### REQUEST
Please reproduce all of the records below word for word, leaving out the picture.
--------
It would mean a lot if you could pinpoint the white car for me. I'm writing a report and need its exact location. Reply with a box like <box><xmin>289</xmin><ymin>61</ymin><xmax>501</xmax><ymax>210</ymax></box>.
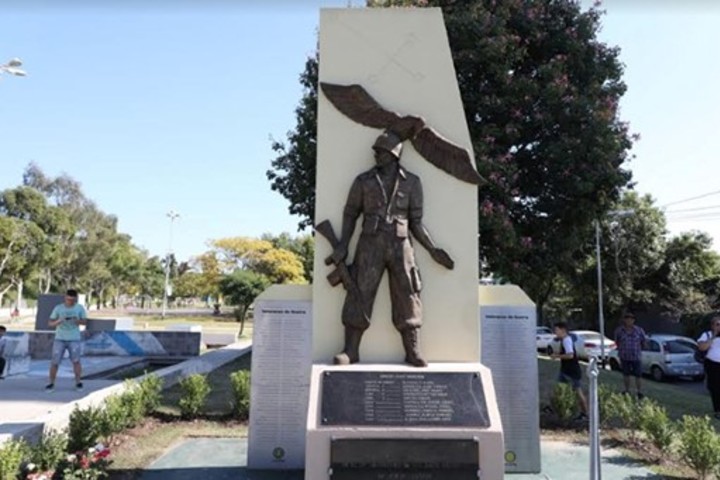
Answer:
<box><xmin>548</xmin><ymin>330</ymin><xmax>617</xmax><ymax>360</ymax></box>
<box><xmin>535</xmin><ymin>327</ymin><xmax>555</xmax><ymax>350</ymax></box>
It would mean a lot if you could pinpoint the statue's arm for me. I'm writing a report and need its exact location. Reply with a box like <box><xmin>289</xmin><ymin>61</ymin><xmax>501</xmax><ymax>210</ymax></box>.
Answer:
<box><xmin>409</xmin><ymin>181</ymin><xmax>455</xmax><ymax>270</ymax></box>
<box><xmin>329</xmin><ymin>178</ymin><xmax>363</xmax><ymax>264</ymax></box>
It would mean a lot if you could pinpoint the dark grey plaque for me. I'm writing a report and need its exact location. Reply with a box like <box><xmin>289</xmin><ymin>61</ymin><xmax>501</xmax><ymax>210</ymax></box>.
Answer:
<box><xmin>321</xmin><ymin>372</ymin><xmax>490</xmax><ymax>428</ymax></box>
<box><xmin>330</xmin><ymin>439</ymin><xmax>480</xmax><ymax>480</ymax></box>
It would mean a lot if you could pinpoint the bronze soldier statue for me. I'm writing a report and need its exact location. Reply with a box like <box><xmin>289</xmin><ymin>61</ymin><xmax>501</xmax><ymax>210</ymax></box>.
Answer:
<box><xmin>316</xmin><ymin>83</ymin><xmax>483</xmax><ymax>367</ymax></box>
<box><xmin>331</xmin><ymin>131</ymin><xmax>454</xmax><ymax>367</ymax></box>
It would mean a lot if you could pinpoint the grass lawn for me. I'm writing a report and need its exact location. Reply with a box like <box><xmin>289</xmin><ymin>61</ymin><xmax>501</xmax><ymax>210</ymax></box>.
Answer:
<box><xmin>110</xmin><ymin>354</ymin><xmax>251</xmax><ymax>480</ymax></box>
<box><xmin>538</xmin><ymin>357</ymin><xmax>712</xmax><ymax>420</ymax></box>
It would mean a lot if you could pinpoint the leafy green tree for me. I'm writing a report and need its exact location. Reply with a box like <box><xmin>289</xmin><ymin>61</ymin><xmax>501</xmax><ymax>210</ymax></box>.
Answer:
<box><xmin>220</xmin><ymin>270</ymin><xmax>271</xmax><ymax>335</ymax></box>
<box><xmin>260</xmin><ymin>232</ymin><xmax>315</xmax><ymax>283</ymax></box>
<box><xmin>268</xmin><ymin>0</ymin><xmax>632</xmax><ymax>318</ymax></box>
--------
### RESPONSE BELOW
It would mean a lot if you could pinpoint the white car for me. I'm writing a report and need its exact location. Reply with a box like <box><xmin>289</xmin><ymin>61</ymin><xmax>501</xmax><ymax>210</ymax></box>.
Answer:
<box><xmin>548</xmin><ymin>330</ymin><xmax>617</xmax><ymax>360</ymax></box>
<box><xmin>535</xmin><ymin>327</ymin><xmax>555</xmax><ymax>350</ymax></box>
It would mean a lot if you could pinpoint the statue's arm for me. I'm writing a report and need its exact location. Reply with a box like <box><xmin>289</xmin><ymin>61</ymin><xmax>501</xmax><ymax>210</ymax></box>.
Answer:
<box><xmin>409</xmin><ymin>181</ymin><xmax>455</xmax><ymax>270</ymax></box>
<box><xmin>329</xmin><ymin>178</ymin><xmax>363</xmax><ymax>264</ymax></box>
It would mean a lot if you could pinpoint the dark grey plaque for me. I'm writing a report and need its exact location. Reply with a box like <box><xmin>289</xmin><ymin>61</ymin><xmax>501</xmax><ymax>210</ymax></box>.
Answer:
<box><xmin>321</xmin><ymin>372</ymin><xmax>490</xmax><ymax>428</ymax></box>
<box><xmin>330</xmin><ymin>439</ymin><xmax>480</xmax><ymax>480</ymax></box>
It would mean a lot if you could pinpoint the bronze soldier statue for me. I'm writing a report and need its exact location. Reply with a box like <box><xmin>289</xmin><ymin>61</ymin><xmax>501</xmax><ymax>210</ymax></box>.
Answer:
<box><xmin>316</xmin><ymin>83</ymin><xmax>483</xmax><ymax>367</ymax></box>
<box><xmin>331</xmin><ymin>131</ymin><xmax>454</xmax><ymax>367</ymax></box>
It would mean a lot if you could pinpoint the grass lawn for me. I'm writing a report and need its exact location. Reply with a box like <box><xmin>289</xmin><ymin>61</ymin><xmax>501</xmax><ymax>210</ymax></box>.
Answer:
<box><xmin>110</xmin><ymin>354</ymin><xmax>251</xmax><ymax>480</ymax></box>
<box><xmin>538</xmin><ymin>357</ymin><xmax>712</xmax><ymax>420</ymax></box>
It would mean a lot if you could pinpoint the leafy green tree for me. I'm writing a report and need its exact location. Reply with a box like <box><xmin>289</xmin><ymin>61</ymin><xmax>501</xmax><ymax>210</ymax></box>.
Answer:
<box><xmin>220</xmin><ymin>270</ymin><xmax>271</xmax><ymax>335</ymax></box>
<box><xmin>260</xmin><ymin>232</ymin><xmax>315</xmax><ymax>283</ymax></box>
<box><xmin>268</xmin><ymin>0</ymin><xmax>632</xmax><ymax>318</ymax></box>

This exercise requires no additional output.